Data provided START
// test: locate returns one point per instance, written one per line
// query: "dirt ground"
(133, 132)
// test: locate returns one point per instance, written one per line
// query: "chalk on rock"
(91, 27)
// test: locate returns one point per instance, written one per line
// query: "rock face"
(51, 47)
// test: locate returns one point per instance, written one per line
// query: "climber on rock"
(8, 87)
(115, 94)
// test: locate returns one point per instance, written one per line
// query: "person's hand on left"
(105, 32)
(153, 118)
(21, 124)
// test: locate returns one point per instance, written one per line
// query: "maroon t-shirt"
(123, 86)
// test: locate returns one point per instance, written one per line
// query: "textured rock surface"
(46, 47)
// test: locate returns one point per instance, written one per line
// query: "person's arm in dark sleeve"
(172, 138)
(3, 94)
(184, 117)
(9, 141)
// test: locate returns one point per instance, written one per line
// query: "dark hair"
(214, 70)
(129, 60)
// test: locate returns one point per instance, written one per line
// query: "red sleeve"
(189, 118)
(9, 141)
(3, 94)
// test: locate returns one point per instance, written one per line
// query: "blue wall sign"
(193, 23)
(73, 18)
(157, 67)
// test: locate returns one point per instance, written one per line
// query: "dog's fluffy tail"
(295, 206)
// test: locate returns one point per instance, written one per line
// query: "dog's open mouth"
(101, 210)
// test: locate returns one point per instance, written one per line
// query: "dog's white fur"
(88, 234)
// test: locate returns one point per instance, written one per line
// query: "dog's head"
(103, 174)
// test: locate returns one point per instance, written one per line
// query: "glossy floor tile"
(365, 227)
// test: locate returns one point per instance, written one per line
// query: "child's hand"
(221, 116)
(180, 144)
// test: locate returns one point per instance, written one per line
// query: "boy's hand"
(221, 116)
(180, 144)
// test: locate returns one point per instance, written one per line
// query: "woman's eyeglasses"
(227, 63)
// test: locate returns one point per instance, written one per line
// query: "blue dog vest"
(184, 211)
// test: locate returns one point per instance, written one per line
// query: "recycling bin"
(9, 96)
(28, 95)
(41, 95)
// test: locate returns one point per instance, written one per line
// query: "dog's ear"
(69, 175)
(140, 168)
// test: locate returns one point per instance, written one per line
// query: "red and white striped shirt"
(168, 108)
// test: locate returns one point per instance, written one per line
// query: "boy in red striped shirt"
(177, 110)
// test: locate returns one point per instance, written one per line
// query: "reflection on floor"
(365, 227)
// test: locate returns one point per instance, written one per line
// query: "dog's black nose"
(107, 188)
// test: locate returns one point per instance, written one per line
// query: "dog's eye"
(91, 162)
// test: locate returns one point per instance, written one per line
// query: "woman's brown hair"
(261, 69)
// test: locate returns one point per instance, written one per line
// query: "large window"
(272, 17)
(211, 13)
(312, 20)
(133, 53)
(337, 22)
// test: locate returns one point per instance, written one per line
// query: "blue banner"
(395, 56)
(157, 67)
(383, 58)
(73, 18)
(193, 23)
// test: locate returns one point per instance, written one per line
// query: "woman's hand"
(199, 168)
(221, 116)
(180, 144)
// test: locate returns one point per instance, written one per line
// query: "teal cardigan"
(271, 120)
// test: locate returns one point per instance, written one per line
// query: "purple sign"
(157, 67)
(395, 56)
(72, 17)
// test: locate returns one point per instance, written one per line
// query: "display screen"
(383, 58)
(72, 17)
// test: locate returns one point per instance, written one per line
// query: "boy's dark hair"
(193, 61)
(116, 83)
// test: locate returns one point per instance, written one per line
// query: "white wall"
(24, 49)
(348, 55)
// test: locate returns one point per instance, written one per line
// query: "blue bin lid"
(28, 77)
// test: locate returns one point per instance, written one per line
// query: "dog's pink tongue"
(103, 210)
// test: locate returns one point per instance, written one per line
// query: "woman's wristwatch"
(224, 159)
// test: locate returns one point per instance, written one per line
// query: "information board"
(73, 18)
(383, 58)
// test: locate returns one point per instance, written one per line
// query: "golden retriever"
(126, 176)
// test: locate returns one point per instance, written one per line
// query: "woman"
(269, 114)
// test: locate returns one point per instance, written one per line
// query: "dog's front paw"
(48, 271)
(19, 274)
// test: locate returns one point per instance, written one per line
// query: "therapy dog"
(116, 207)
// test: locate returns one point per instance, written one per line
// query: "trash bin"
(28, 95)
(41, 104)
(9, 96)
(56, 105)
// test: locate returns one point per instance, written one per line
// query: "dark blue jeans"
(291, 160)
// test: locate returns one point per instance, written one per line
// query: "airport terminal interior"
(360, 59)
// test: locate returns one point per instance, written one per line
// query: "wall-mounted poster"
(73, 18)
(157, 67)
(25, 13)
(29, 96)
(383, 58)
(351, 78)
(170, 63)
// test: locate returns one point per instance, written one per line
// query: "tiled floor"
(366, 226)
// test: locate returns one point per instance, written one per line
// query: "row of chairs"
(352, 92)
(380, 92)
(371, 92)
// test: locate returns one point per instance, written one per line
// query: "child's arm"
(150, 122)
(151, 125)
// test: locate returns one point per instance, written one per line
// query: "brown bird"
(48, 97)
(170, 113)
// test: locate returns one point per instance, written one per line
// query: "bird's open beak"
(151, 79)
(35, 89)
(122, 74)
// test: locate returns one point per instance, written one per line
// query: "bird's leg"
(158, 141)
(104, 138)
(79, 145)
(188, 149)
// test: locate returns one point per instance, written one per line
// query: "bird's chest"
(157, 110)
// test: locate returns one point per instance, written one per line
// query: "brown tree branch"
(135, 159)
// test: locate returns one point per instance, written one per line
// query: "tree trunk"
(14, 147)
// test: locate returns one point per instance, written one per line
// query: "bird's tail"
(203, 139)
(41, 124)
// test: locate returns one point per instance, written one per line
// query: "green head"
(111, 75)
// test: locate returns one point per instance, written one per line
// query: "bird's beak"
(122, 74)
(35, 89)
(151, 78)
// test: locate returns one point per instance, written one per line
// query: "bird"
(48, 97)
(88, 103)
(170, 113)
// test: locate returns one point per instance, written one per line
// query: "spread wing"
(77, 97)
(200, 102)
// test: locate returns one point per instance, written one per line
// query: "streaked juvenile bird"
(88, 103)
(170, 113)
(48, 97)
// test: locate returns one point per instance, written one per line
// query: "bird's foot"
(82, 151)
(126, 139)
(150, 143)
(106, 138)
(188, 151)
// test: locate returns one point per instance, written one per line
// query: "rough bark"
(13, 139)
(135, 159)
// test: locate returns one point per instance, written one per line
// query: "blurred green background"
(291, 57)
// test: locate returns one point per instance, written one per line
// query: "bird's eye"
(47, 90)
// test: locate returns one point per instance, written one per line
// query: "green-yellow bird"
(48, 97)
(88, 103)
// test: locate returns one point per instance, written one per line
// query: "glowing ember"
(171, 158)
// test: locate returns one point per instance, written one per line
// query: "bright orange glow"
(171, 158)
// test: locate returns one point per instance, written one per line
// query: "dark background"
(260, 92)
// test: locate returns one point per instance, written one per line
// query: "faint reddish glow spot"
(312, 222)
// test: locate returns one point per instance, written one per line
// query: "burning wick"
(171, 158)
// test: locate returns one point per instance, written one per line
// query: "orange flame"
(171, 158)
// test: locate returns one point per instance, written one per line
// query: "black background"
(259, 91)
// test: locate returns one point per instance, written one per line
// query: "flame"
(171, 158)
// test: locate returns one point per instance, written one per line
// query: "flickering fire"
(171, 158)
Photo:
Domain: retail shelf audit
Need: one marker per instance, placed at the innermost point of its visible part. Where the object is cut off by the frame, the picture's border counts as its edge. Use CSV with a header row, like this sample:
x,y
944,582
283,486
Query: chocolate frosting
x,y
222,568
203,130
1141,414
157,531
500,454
Data provided END
Your task is to repeat the data exactly, with nothing left out.

// test: locate returns one point per instance, written one per line
// query: "dirt ground"
(133, 132)
// test: locate returns one point per instance, written one per line
// query: "chalk on rock"
(91, 27)
// test: locate returns one point per instance, written one per line
// query: "rock face"
(51, 47)
// test: locate returns one point per instance, written one per line
// query: "climber on rock"
(8, 87)
(115, 94)
// test: locate returns one point per instance, written one per line
// query: "person's hand on left"
(105, 32)
(153, 118)
(21, 124)
// test: locate returns one point per instance, written one per line
// query: "maroon t-shirt"
(123, 86)
// test: locate returns one point per instance, written one per line
// query: "textured rock surface"
(46, 47)
// test: locate returns one point per instance, written one per line
// query: "person's arm in dark sleeve"
(172, 138)
(3, 94)
(184, 117)
(9, 141)
// test: locate returns one point per instance, written one per line
// query: "dark hair"
(214, 70)
(129, 60)
// test: locate returns one point per instance, written one per line
// query: "red sleeve"
(189, 118)
(9, 141)
(3, 94)
// test: locate returns one point per instance, written one per line
// query: "blue wall sign"
(193, 23)
(73, 18)
(157, 67)
// test: locate returns one point per instance, written one per line
// query: "dog's fluffy tail"
(295, 206)
// test: locate returns one point per instance, written one per line
// query: "dog's open mouth"
(101, 210)
// test: locate returns one point per instance, written one per line
// query: "dog's white fur"
(88, 234)
// test: locate returns one point per instance, written one per line
// query: "dog's head"
(103, 174)
// test: locate returns one point per instance, written one per line
// query: "glossy floor tile"
(365, 227)
// test: locate returns one point per instance, written one per line
// query: "child's hand"
(221, 116)
(180, 144)
// test: locate returns one point per instance, written one per line
// query: "boy's hand"
(221, 116)
(180, 144)
// test: locate returns one point per instance, written one per line
// query: "woman's eyeglasses"
(227, 63)
// test: locate returns one point per instance, written one per line
// query: "blue dog vest"
(184, 211)
// test: locate returns one point per instance, written one per line
// query: "recycling bin"
(9, 96)
(28, 95)
(41, 95)
// test: locate returns one point per instance, written one per line
// query: "dog's ear"
(69, 175)
(140, 168)
// test: locate returns one point per instance, written one per line
// query: "red and white striped shirt"
(168, 108)
// test: locate returns one point per instance, written one per line
// query: "boy in red striped shirt"
(177, 110)
// test: locate returns one point per instance, written one per line
// query: "reflection on floor"
(365, 227)
// test: locate returns one point per instance, written one per line
// query: "dog's black nose"
(107, 188)
// test: locate returns one point per instance, written one per line
// query: "dog's eye"
(91, 162)
// test: locate returns one point per instance, written one per line
// query: "woman's brown hair"
(261, 69)
// test: locate returns one point per instance, written one per line
// query: "large window"
(272, 17)
(211, 13)
(312, 20)
(133, 53)
(337, 22)
// test: locate returns one point per instance, written one per line
// query: "blue banner"
(395, 56)
(157, 67)
(383, 58)
(73, 18)
(193, 23)
// test: locate returns one point per instance, written one per line
// query: "woman's hand"
(199, 168)
(221, 116)
(180, 144)
// test: locate returns one point per instance, written one per line
// query: "teal cardigan"
(271, 120)
// test: locate returns one point per instance, written one per line
// query: "purple sign"
(157, 67)
(395, 56)
(72, 17)
// test: locate returns one point per instance, written one per line
// query: "display screen"
(383, 58)
(72, 17)
// test: locate returns one point per instance, written one per line
// query: "boy's dark hair"
(193, 61)
(116, 83)
// test: locate returns one point per instance, written one per line
// query: "white wall"
(24, 49)
(348, 55)
// test: locate returns one point per instance, written one per line
// query: "blue bin lid"
(28, 77)
// test: locate returns one point per instance, written one per line
// query: "dog's pink tongue"
(103, 210)
// test: locate returns one point per instance, written one per line
// query: "woman's wristwatch"
(224, 159)
// test: locate returns one point per instance, written one per line
// query: "information board"
(73, 18)
(383, 58)
// test: locate returns one point per instance, written one per line
// query: "golden retriever"
(126, 176)
// test: locate returns one point per instance, written one per line
// query: "woman"
(269, 114)
// test: locate returns one point per instance, written one per line
// query: "dog's front paw"
(48, 271)
(19, 274)
// test: locate returns one point per instance, written one per line
// query: "therapy dog"
(116, 207)
// test: locate returns one point per instance, written one per line
// query: "trash bin"
(28, 95)
(41, 104)
(9, 96)
(56, 105)
// test: locate returns one point per instance, written one per line
// query: "dark blue jeans"
(291, 160)
// test: locate returns one point per instance, written one per line
// query: "airport terminal interior"
(360, 59)
// test: locate returns one point per instance, written one per line
// query: "wall-mounted poster"
(73, 18)
(157, 67)
(25, 13)
(29, 96)
(383, 58)
(351, 78)
(170, 63)
// test: locate returns one point per instance, written one per line
// query: "tiled floor"
(366, 226)
// test: locate returns one point per instance, written one per line
// query: "row of chairs"
(352, 92)
(380, 92)
(371, 92)
// test: locate returns one point per instance, written one per line
// query: "child's arm"
(150, 122)
(151, 125)
// test: locate returns one point per instance, written one per line
// query: "brown bird"
(48, 97)
(170, 113)
// test: locate returns one point per instance, written one per line
// query: "bird's open beak"
(151, 79)
(35, 89)
(122, 74)
// test: locate returns one point per instance, written one per line
// query: "bird's leg"
(158, 141)
(104, 138)
(79, 145)
(188, 149)
// test: locate returns one point per instance, written one per line
// query: "bird's chest"
(157, 110)
// test: locate returns one point per instance, written one per line
// query: "brown tree branch"
(135, 159)
// test: locate returns one point per instance, written one per line
// query: "tree trunk"
(14, 147)
// test: locate returns one point per instance, written one per line
// query: "bird's tail"
(203, 139)
(41, 124)
// test: locate returns one point per instance, written one per line
// query: "green head"
(111, 75)
// test: locate returns one point per instance, written one per line
// query: "bird's beak"
(122, 74)
(35, 89)
(151, 78)
// test: locate returns one point per instance, written one per line
// query: "bird"
(48, 97)
(88, 103)
(170, 113)
// test: locate returns one point per instance, written one per line
// query: "spread wing"
(77, 97)
(200, 102)
// test: locate returns one point per instance, written one per line
// query: "streaked juvenile bird"
(88, 103)
(170, 113)
(48, 97)
// test: locate returns one point per instance, written one per line
// query: "bird's foot"
(82, 151)
(126, 139)
(150, 143)
(106, 138)
(188, 151)
// test: locate returns one point per instance, written one per line
// query: "rough bark"
(13, 139)
(135, 159)
// test: locate returns one point per instance, written one per line
// query: "blurred green background"
(291, 57)
// test: locate returns one point per instance, written one per line
// query: "bird's eye"
(47, 90)
// test: locate returns one point per instance, written one per line
// query: "green-yellow bird"
(48, 97)
(88, 103)
// test: locate returns one point per instance, written one per line
// query: "glowing ember"
(171, 158)
// test: locate returns one point per instance, written one per line
// query: "bright orange glow"
(171, 158)
// test: locate returns one point per instance, written one per line
// query: "dark background"
(260, 92)
// test: locate returns one point per instance, written one per line
// query: "faint reddish glow spot"
(312, 222)
// test: locate returns one point per instance, written one per line
// query: "burning wick"
(171, 158)
// test: locate returns one point per instance, written one per line
// query: "orange flame"
(171, 158)
// test: locate returns one point per instance, written one per line
// query: "black background"
(259, 91)
// test: locate returns one point per instance, written one per line
// query: "flame"
(171, 158)
// test: locate returns one point per instance, written one per line
// query: "flickering fire"
(171, 158)
Photo:
Domain: retail shelf audit
Need: one marker per instance, placed at the innermost point of its visible part. Where the object is cut off by the frame, the picture's border counts as its edge. Use CSV with a header row, like this sample:
x,y
944,582
283,486
Query: chocolate frosting
x,y
222,568
203,130
1141,414
157,531
500,454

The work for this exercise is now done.